WHAT YOU HAVE TO DO =>
In the passage on mobile charitable giving, condense the paragraph that begins "Office supply chain Staples" into a short bulleted list that keeps its main facts.

Charities are attempting to raise money through mobile marketing and by partnering with celebrities.

Charitable giving is getting a boost from mobile marketing, as nonprofit organizations and brands trying to raise money are utilizing the platform's immediacy and direct response.

Nonprofit The Leukemia & Lymphoma Society (LLS), for instance, launched a 10-day mobile giving campaign August 16, partnering with soccer star Landon Donovan to raise money for blood cancer research and patient services.

Todd Whitley, VP of eMarketing at LLS, said that a benefit of using mobile is that it is very immediate. “It's [also] a great way to get in front of audiences that are maybe not closely aligned to you,” he said.

Data collection is also a part of the organization's effort. “We'll be following up with those who opt in through mobile to collect their e-mail addresses to retarget to them later on,” said Whitley.

Office supply chain Staples also unveiled a text-to-donate program in mid-July. The company is now in the third year of a partnership with Do Something 101, a nonprofit that urges young consumers to support causes they are interested in. When consumers text the word “notebook” to a designated code, a $5 donation will be made instantly to Do Something 101. Funds will be distributed to beneficiary organizations from there.

Jim Manis, president and CEO of the Mobile Giving Foundation, said his organization has seen growth from zero to more than $50 million in donations since it launched in 2008, spurred by catastrophic events like the January earthquake in Haiti.

While LLS' Whitley noted his organization wants to reach a younger demographic through the 10-day challenge, Manis said mobile giving spans many demographics. “The younger demographics use mobile because of the immediacy of it. An older demographic uses mobile for the privacy aspect. There are a lot of [parents] that use mobile because they know it's secured, and they also know they are not going to get junk mailed as a result of making a donation.”

Michael Becker, managing director for North America at the Mobile Marketing Association, emphasized that the adoption of smartphones for charitable giving will open up additional possibilities, such as credit card billing through the mobile web or applications.

SOURCE DATA =>
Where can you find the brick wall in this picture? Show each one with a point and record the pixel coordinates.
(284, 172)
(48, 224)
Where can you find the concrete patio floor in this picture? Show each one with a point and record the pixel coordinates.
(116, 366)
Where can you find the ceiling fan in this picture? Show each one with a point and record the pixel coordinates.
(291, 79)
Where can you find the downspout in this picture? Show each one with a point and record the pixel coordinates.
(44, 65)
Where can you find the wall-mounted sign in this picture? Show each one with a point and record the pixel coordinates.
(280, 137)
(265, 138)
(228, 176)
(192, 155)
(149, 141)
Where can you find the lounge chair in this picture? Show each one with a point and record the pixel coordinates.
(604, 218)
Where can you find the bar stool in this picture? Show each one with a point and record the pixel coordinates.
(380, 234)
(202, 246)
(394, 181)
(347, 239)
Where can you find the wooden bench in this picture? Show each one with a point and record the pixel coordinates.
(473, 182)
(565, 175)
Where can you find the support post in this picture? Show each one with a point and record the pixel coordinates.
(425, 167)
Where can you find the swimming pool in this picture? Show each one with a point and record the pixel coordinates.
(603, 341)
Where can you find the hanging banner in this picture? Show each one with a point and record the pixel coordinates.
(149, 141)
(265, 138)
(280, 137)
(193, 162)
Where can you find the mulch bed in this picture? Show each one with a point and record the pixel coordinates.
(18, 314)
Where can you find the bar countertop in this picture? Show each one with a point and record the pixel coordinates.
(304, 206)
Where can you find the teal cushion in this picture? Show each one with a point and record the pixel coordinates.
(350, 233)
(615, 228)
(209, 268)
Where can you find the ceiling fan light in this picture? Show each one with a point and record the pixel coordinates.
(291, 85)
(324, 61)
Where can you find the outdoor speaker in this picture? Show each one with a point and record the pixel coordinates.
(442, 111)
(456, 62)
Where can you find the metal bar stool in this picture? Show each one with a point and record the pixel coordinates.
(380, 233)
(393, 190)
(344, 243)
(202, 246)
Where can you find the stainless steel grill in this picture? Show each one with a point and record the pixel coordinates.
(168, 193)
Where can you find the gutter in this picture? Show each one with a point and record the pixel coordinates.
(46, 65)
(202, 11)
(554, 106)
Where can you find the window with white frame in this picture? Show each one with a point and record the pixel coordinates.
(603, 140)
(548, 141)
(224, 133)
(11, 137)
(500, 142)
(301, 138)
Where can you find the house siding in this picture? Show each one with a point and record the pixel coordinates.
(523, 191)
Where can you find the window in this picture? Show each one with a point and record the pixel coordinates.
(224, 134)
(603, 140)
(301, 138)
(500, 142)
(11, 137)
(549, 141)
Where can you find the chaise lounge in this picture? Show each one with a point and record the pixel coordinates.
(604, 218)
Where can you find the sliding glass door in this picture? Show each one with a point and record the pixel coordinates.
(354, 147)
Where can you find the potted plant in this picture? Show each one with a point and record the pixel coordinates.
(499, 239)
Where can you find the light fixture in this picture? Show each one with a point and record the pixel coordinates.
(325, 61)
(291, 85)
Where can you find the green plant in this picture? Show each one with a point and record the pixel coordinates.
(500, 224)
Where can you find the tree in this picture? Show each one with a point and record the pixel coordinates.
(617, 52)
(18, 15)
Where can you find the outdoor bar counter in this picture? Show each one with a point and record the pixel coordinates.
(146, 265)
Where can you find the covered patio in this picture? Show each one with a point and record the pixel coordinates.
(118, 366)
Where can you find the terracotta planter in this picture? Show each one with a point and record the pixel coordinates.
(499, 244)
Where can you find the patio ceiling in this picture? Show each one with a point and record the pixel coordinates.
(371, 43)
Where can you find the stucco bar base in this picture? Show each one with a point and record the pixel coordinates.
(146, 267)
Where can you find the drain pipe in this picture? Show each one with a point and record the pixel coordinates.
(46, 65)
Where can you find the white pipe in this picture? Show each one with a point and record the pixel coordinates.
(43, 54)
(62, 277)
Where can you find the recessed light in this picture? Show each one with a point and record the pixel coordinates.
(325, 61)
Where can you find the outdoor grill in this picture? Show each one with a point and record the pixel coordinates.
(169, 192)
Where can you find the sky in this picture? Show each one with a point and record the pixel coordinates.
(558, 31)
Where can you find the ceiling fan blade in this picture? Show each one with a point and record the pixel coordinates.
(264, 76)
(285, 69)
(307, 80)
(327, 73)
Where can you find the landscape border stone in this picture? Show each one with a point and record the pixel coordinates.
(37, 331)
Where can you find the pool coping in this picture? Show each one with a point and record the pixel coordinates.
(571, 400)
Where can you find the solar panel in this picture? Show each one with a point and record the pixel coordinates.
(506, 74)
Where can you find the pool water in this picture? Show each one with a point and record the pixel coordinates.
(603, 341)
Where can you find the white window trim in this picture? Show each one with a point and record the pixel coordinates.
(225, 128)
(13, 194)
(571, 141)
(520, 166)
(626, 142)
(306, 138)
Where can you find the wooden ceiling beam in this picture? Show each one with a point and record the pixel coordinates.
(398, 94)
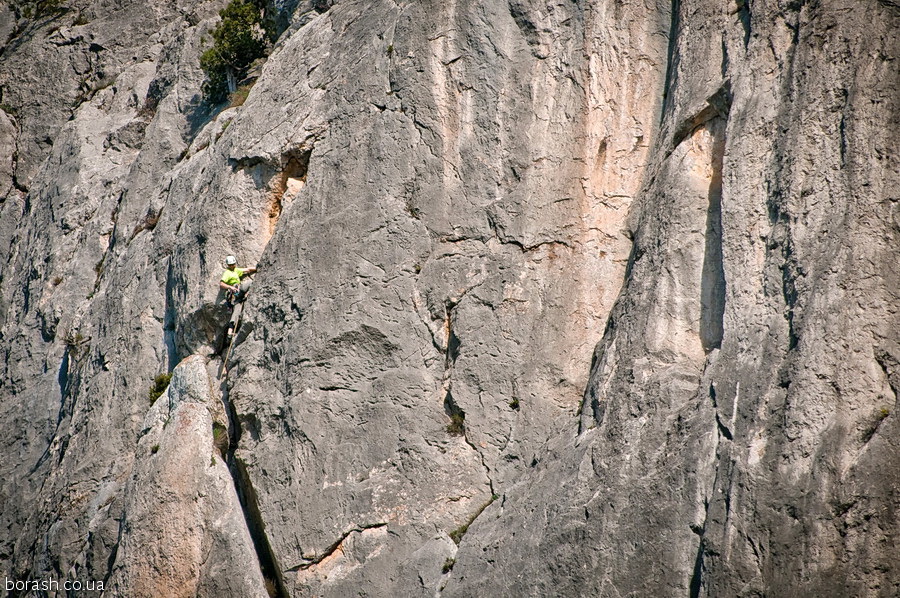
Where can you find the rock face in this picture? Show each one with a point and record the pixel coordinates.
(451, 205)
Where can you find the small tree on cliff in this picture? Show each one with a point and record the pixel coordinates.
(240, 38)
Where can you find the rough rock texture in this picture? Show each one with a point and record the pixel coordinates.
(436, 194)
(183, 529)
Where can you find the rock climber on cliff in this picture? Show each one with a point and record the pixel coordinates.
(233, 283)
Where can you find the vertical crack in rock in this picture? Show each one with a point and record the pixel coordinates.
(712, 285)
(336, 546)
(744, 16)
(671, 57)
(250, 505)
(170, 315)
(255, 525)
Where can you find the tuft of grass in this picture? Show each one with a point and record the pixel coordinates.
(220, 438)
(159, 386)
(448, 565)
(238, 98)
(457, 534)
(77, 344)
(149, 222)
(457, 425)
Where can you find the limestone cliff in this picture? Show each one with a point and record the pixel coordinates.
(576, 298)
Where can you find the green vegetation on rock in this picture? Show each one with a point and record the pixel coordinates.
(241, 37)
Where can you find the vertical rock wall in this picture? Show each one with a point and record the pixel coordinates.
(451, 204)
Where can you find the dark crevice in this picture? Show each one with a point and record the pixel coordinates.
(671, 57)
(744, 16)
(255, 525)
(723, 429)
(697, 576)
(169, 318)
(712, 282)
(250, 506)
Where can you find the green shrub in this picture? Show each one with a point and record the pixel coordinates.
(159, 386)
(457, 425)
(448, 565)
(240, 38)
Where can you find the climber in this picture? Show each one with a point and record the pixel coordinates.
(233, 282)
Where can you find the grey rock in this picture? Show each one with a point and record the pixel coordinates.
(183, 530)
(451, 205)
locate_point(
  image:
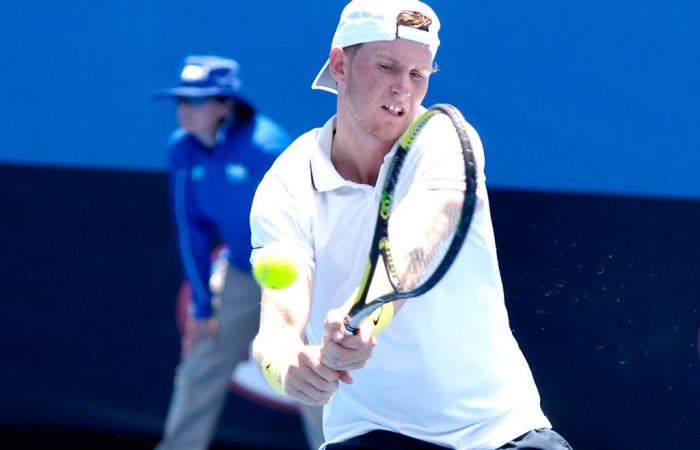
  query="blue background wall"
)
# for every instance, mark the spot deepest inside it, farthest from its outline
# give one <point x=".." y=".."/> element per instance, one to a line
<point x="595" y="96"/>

==

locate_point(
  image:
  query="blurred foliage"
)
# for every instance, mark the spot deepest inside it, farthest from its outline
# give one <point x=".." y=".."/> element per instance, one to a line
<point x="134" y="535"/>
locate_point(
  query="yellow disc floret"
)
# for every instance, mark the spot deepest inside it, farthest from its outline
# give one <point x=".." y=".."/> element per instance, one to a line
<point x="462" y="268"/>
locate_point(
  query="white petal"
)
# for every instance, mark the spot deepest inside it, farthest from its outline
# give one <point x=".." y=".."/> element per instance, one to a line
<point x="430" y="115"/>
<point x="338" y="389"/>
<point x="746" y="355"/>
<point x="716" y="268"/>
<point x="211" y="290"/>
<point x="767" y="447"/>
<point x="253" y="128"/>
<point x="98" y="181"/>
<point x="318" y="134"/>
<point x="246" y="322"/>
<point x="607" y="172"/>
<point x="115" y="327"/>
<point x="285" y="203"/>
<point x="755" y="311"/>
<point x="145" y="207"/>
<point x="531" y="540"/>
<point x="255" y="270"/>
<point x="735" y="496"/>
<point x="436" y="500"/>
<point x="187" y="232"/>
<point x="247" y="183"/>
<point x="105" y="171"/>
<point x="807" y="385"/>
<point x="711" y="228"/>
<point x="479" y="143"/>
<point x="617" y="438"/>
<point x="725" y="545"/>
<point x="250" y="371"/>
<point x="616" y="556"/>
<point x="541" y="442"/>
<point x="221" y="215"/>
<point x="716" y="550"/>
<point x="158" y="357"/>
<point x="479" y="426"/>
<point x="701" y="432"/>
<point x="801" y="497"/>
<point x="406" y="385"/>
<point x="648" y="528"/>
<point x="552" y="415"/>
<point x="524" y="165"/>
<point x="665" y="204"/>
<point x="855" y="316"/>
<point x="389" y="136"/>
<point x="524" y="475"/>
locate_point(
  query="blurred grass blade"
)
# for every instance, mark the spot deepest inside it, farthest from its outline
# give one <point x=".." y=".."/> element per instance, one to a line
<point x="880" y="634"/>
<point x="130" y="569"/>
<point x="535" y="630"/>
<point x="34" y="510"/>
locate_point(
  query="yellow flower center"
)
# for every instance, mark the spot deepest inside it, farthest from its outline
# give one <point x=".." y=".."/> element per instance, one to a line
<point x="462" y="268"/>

WRITTEN ANSWER =>
- Staples launched a text-to-donate program in mid-July.
- The company is in the third year of a partnership with Do Something 101, a nonprofit that urges young consumers to support causes they are interested in.
- Texting "notebook" to a designated code instantly makes a $5 donation to Do Something 101.
- Do Something 101 then distributes the funds to beneficiary organizations.